SELECTED EXCERPT:
/---
Robert Weissman is president of Public Citizen.
As gas prices continue to rise, Big Oil wants you to blame Joe Biden.
Opining on Fox Business Network, energy industry analyst Phil Flynn claimed the Biden administration is “using cancel culture policies against the U.S. energy industry” and starving the market of domestic petroleum production. Other conservative commentators are attacking the Biden administration’s supposed “war on oil.”
The industry’s biggest lobbying arm, the American Petroleum Institute, is doing its best to tie the price of gasoline to Biden administration policies that aim to mitigate climate change. Large gas and oil producers were behind a social media marketing campaign last fall promoting fossil fuels, while conservative TikTok users encouraged each other to place stickers on gas pumps with Biden pointing to the price per gallon and saying, “I did that.”
This is a highly misleading narrative propagated by an industry scrambling to draw attention away from its record profits while capitalizing on inflation fears in an attempt to derail the essential transition to clean, affordable renewable energy.
The main reason the cost of gasoline rises — or falls — is the price of crude oil on global markets. At the outset of the pandemic in spring 2020, prices for crude at one point plunged below zero dollars. By last summer, they rose as the economy rebounded. Then they sank amid fears of omicron. Now they are back up again, having this month reached a price per barrel that hasn’t been seen since 2014. You get the picture.
During the past two weeks, Exxon, Shell, and Chevron posted sharp upturns in quarterly earnings, thanks to the rebound in global demand for oil; BP just reported its highest profits in eight years. Steep prices at the pump — and these sky-high earnings — are the result of high demand and an improving economy.
The disingenuous push by the oil and gas companies and their right-wing allies to blame President Biden is part and parcel of a longstanding, evidence-free oil industry PR strategy that dates to at least 2012, when API Director Erik Milto said, “Gasoline prices are higher today at least in part because government has neglected to pay sufficient attention to the importance of producing more of our own oil and natural gas.”
Although energy experts and economists agree that the rise in energy prices since last summer has stemmed from a surprising and rapid economic recovery, and despite fact-checks from media outlets including USA Today, The Washington Post, and PolitiFact, industry executives persist in telling lie after lie about what’s happening.
API CEO Mike Sommers blamed rising costs on Biden’s decisions to deny a permit for the Keystone XL pipeline, pause new oil and gas leases, and suspend drilling in the Arctic National Wildlife Refuge in Alaska.
This is another industry talking point: that Biden’s policies are cutting back drilling. In fact, Biden has approved more drilling permits on public land than Trump did in his first three years as president. In December, Energy Secretary Jennifer Granholm even urged oil drillers to produce more fossil fuels. “Please, take advantage of the leases that you have,” Granholm said. “Hire workers. Get your rig count up.” Meanwhile, U.S. oil production is projected to reach a record average of 12.6 million barrels per day by 2023, up from 11.8 million in November 2021.
\---
WORK TO BE COMPLETED: From the commentary on gas prices, copy everything from "Although energy experts" down to "about what’s happening." word for word.

[Image point grounding data]
/---
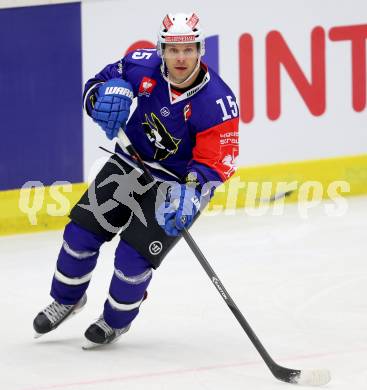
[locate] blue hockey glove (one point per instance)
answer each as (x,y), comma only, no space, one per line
(112,107)
(179,209)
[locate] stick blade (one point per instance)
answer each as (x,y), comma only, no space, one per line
(312,377)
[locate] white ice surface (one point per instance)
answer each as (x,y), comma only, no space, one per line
(301,284)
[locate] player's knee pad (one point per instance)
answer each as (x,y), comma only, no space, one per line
(76,261)
(132,275)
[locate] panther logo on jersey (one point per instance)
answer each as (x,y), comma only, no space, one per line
(165,144)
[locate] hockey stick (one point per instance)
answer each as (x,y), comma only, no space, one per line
(301,377)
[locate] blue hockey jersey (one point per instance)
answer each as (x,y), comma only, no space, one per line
(191,132)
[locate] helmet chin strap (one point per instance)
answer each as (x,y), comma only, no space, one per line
(164,70)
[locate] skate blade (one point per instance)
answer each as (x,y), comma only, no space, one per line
(89,345)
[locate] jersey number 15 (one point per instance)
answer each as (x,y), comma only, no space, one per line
(232,106)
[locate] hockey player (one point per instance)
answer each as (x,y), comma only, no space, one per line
(185,128)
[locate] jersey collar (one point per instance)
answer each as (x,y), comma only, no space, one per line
(191,92)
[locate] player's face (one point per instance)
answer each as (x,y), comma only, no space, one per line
(180,60)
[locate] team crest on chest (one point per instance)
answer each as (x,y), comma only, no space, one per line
(146,86)
(164,111)
(165,144)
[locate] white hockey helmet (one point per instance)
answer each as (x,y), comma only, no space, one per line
(180,28)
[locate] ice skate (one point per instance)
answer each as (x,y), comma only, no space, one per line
(100,333)
(54,314)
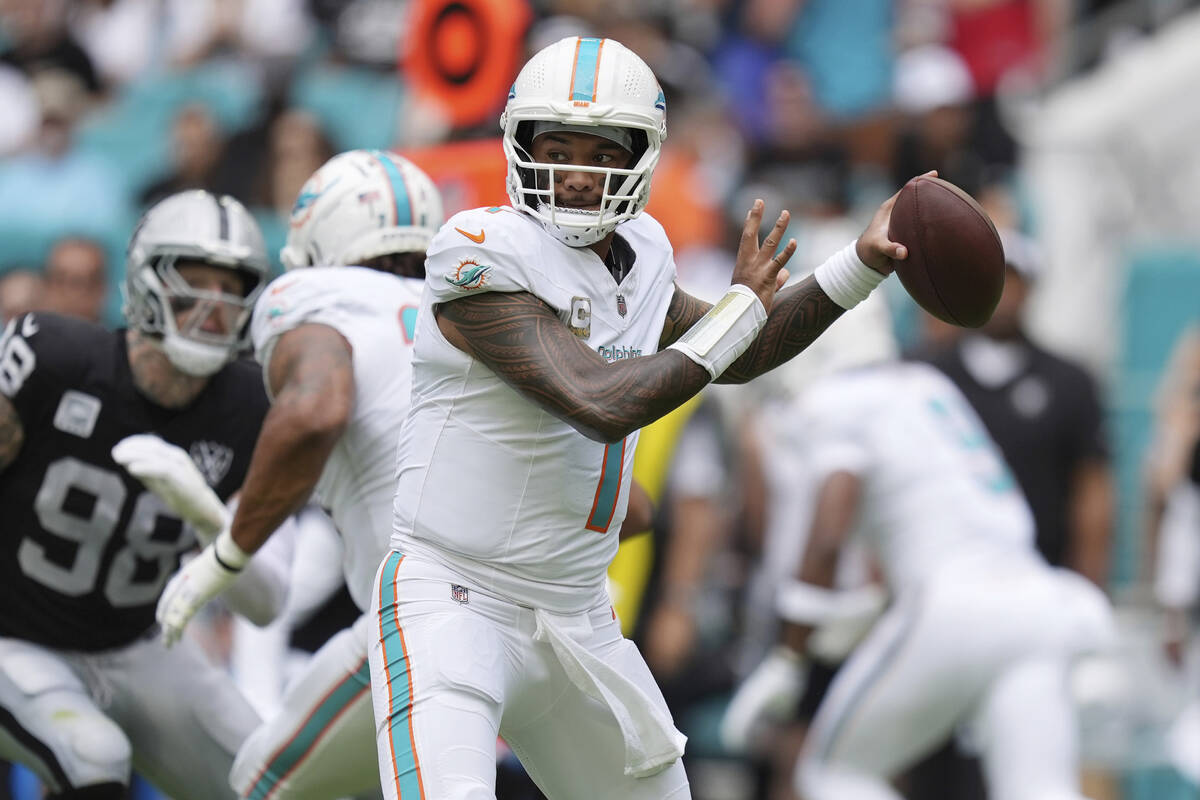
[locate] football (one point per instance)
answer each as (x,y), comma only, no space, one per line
(955,264)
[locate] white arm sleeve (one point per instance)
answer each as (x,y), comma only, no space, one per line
(1177,569)
(261,593)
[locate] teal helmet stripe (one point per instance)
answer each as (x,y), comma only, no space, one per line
(587,64)
(399,188)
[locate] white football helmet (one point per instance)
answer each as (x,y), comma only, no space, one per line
(193,226)
(586,83)
(359,205)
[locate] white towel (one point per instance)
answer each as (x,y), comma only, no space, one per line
(652,741)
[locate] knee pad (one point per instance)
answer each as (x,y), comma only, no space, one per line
\---
TASK SOLUTION:
Although energy experts and economists agree that the rise in energy prices since last summer has stemmed from a surprising and rapid economic recovery, and despite fact-checks from media outlets including USA Today, The Washington Post, and PolitiFact, industry executives persist in telling lie after lie about what’s happening.